● Written instruction
In the note on lexical filtering and opinion polarity below, how many reviews from each class were taken as the test set?

Brainmaker

Nanos gigantium humeris insidentes!

Note of Lexical Filtering on Overall Opinion Polarity Identification

  • August 1, 2010 10:20 am

F. Salvetti, S.Lewis, C.Reichenbach.Impact of Lexical Filtering on Overall Opinion Polarity Identification

Flow

HTML documents were converted to plain text, tagged using the Brill tagger, and fed into filters and classifiers.

Basic Assumption or Points:

Related Research

Research has demonstrated that there is a strong positive correlation between the presence of adjectives in a sentence and the presence of opinion (Wiebe, Bruce, & O’ Hara 1999).

Hatzivassiloglou & McKeown 1997), combined a log-linear statistical model that examined the conjunctions between adjectives,(such as “and”, “but”, “or”), with a clustering algorithm that grouped the adjectives into two sets which were then labelled positive and negative.

Turney extracted n-grams based on adjectives( Turney 2002). In order to determine if an adjective had a positive /negative polarity he used AltaVista and its function NEAR. He combined the number of co-occurrences of the adjective under investigation NEAR the adjective ‘excellent’ and NEAR the ‘poor’, thinking that high occurrence NEAR ‘excellent’ implies positive polarity.

Corpus

The cornell data consists of 27,000 movie reviews in HTML form, using 35 different rating scales such as A…F or 1…10 in addition to the common 5 star system. We divided them into two classes (positive and negative) and took 100 reviews from each class as the test set.

Methodology

Features for analysis

Three basic approaches for handling this kind of data pre-processing come to mind:

  • Leave the data as-is : Each word will be represented by itself
  • Parts-of-speech tagging: Each word is enriched by a POS tag, as determined by a standard tagging technique (such as the Brill Tagger(Brill 1995))
  • Perform POS taggin and parser (Using e.g. the Penn Tree-bank (Marcus, Santorini, & marcinkiewicz 1994))—severe performance issues

We thus focus our analysis in this paper on POS-tagged data (sentences consisting of words enriched with information about their parts of speech).

● Information supplied

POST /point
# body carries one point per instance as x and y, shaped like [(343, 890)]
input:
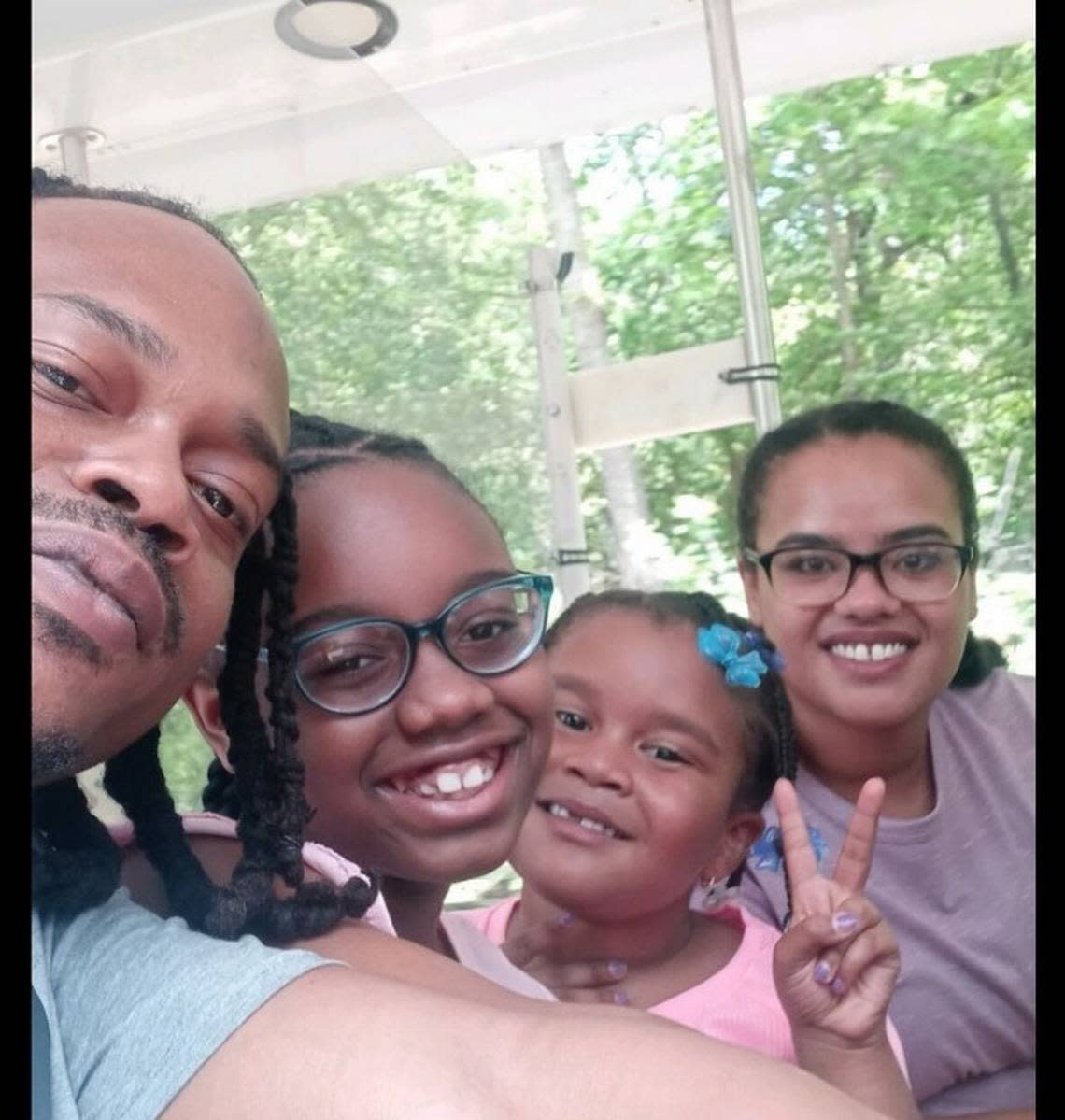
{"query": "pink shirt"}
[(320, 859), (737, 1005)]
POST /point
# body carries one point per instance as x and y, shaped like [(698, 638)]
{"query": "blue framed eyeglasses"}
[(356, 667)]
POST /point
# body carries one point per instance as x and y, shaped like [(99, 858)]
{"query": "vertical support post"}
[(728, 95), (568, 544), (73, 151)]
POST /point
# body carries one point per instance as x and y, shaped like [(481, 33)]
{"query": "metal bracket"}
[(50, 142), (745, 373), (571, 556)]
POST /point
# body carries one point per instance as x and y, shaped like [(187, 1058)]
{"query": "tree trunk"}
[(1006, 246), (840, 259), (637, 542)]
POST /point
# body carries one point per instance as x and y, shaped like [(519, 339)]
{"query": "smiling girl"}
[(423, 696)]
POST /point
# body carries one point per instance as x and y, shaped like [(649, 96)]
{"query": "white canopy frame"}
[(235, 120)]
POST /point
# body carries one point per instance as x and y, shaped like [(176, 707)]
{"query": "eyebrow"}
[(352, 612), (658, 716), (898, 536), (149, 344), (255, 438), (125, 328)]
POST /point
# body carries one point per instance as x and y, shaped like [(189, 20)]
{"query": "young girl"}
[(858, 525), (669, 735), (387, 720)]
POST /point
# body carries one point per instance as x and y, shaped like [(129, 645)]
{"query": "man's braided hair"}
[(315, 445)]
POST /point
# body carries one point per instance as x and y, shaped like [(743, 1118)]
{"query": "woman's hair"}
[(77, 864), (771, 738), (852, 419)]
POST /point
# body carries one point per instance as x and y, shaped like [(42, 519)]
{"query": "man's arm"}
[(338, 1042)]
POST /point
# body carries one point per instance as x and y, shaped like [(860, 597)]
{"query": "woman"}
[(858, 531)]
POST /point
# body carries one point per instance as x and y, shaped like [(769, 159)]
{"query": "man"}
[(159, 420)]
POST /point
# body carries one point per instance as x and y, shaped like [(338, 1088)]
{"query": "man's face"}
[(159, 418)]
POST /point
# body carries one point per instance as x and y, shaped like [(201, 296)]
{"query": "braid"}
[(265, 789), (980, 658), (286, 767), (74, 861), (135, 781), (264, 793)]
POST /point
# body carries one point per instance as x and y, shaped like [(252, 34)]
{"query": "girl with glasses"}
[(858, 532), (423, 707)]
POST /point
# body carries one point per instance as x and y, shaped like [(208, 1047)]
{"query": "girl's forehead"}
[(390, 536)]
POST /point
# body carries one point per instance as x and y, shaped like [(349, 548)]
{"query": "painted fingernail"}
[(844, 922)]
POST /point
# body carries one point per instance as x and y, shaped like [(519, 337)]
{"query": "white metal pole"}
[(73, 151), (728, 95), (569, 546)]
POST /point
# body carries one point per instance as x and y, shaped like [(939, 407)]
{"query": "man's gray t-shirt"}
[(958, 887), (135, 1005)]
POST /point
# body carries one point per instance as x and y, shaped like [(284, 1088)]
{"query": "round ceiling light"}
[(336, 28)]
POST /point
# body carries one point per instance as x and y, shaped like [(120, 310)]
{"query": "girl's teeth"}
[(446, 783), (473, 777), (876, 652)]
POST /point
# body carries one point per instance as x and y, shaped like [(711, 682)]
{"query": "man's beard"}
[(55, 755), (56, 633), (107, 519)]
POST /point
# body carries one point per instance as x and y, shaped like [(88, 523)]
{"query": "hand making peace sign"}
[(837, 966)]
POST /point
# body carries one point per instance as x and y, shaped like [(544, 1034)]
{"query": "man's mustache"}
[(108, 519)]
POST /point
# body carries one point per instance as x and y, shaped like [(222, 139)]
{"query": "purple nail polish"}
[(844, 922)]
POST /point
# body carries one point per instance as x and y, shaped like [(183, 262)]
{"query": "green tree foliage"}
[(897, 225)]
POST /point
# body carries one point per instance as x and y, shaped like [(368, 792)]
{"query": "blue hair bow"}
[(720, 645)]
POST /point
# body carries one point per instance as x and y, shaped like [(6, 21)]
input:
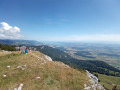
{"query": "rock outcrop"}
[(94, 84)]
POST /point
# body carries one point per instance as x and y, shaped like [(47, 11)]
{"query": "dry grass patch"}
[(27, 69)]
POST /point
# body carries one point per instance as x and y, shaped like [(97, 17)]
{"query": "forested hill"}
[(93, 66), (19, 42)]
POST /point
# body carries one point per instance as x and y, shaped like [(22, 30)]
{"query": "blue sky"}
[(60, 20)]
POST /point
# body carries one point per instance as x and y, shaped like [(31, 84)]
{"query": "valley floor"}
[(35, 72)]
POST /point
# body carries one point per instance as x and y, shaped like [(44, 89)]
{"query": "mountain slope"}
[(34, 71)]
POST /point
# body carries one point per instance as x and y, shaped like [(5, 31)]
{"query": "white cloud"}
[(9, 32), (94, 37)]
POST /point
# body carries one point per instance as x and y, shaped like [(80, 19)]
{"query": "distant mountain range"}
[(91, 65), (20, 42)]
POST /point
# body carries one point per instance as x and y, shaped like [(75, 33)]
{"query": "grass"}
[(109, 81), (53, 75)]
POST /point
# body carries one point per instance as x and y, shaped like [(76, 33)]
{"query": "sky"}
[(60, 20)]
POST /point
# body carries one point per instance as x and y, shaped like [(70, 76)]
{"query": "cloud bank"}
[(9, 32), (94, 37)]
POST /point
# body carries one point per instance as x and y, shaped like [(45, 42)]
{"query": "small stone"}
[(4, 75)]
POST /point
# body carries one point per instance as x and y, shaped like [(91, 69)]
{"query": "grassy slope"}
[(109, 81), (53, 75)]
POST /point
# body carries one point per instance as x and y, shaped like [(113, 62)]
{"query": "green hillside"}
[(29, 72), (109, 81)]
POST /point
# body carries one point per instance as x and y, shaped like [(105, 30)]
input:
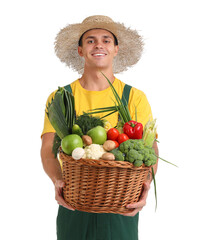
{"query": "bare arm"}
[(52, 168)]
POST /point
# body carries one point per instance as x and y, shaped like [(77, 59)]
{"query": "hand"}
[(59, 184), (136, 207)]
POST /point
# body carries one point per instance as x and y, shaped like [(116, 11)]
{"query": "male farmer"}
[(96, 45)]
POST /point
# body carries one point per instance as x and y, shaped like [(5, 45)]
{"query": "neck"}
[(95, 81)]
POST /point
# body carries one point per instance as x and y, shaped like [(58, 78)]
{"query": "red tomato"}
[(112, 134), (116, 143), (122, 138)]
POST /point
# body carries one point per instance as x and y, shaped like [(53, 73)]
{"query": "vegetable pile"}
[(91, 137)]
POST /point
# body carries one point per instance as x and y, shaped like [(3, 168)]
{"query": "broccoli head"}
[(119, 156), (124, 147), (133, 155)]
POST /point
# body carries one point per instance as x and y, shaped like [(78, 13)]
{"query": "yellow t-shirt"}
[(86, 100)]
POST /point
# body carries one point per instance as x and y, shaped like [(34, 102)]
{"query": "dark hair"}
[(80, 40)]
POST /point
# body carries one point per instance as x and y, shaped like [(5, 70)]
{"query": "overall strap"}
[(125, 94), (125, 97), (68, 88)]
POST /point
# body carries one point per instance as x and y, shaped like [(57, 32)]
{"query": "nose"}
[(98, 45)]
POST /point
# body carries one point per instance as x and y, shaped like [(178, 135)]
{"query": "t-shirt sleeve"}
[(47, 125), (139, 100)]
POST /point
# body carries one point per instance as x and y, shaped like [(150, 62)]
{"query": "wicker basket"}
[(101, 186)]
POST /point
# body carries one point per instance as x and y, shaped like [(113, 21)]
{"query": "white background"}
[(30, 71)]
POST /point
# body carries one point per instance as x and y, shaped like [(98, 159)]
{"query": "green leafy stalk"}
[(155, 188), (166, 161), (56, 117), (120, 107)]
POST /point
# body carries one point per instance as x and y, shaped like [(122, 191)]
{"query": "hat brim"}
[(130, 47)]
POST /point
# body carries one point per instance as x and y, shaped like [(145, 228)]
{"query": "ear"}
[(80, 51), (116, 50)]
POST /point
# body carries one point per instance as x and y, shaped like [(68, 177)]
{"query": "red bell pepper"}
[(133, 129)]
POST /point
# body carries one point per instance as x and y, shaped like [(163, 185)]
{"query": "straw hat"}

● Task response
100 reviews from each class.